» **Requirement**
With nothing left out, repeat every entry exactly.

Stored data entries
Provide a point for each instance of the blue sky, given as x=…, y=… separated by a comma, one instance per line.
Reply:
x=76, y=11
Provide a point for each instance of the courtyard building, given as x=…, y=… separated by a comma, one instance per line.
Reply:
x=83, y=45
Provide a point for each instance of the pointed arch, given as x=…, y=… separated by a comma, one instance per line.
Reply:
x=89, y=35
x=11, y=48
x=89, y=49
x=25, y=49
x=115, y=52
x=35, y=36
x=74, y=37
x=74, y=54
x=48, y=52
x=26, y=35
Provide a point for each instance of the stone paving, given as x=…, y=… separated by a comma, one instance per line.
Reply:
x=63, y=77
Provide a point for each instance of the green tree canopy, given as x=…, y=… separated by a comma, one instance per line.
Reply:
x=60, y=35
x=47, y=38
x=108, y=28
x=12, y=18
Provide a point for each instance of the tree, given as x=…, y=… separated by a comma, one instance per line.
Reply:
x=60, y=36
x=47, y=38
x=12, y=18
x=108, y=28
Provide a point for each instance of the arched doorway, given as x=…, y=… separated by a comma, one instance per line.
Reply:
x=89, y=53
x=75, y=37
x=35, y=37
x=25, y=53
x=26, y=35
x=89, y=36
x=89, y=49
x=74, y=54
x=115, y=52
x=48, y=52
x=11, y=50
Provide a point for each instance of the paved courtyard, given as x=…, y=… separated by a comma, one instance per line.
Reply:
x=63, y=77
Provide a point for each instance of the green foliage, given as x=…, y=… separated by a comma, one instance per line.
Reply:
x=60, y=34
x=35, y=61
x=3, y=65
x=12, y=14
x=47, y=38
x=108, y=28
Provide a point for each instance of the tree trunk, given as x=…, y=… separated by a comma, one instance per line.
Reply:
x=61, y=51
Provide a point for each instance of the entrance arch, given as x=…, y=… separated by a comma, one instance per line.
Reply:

» **Reply**
Provide a point for each instance of the blue sky, given as x=…, y=… separated by a comma, one instance per line.
Reply:
x=76, y=11
Provide a point for each instance of the courtyard building, given as x=…, y=… separated by a comma, one instance per line.
Reply:
x=83, y=45
Provide a point for each instance of the pointed arch, given as x=…, y=… separated by a comma, one instance per line.
Reply:
x=89, y=35
x=11, y=48
x=89, y=49
x=25, y=49
x=115, y=52
x=35, y=36
x=74, y=37
x=74, y=54
x=48, y=52
x=26, y=35
Provide a point for each instance of the stone paving, given as x=…, y=… separated by a comma, one instance per line.
Reply:
x=63, y=77
Provide a point for each instance of the green tree canopy, given as x=…, y=… separated by a comma, one instance per line.
Reply:
x=60, y=35
x=47, y=38
x=108, y=28
x=12, y=18
Provide a point for each instance of the tree, given as x=…, y=… separated by a comma, one instance per line.
Reply:
x=60, y=36
x=47, y=38
x=12, y=18
x=108, y=28
Provide a point for each instance of the arched doorway, given as x=…, y=… separated by a comma, one instance per line.
Reply:
x=89, y=53
x=75, y=37
x=35, y=37
x=25, y=53
x=26, y=35
x=89, y=36
x=89, y=49
x=74, y=54
x=115, y=52
x=48, y=52
x=11, y=50
Provide a point for each instance of the paved courtyard, given as x=…, y=… separated by a comma, one instance per line.
Reply:
x=63, y=77
Provide a point for each instance of the green foliage, given as x=…, y=… separated by a comma, one instance per line.
Reply:
x=60, y=34
x=35, y=61
x=3, y=65
x=12, y=14
x=47, y=38
x=108, y=28
Provide a point for each instance of the tree trunk, given as x=…, y=… separated by a comma, one instance per line.
Reply:
x=61, y=51
Provide a point for each instance of the entrance arch, given as x=…, y=… separated by a comma, one instance per line.
Reply:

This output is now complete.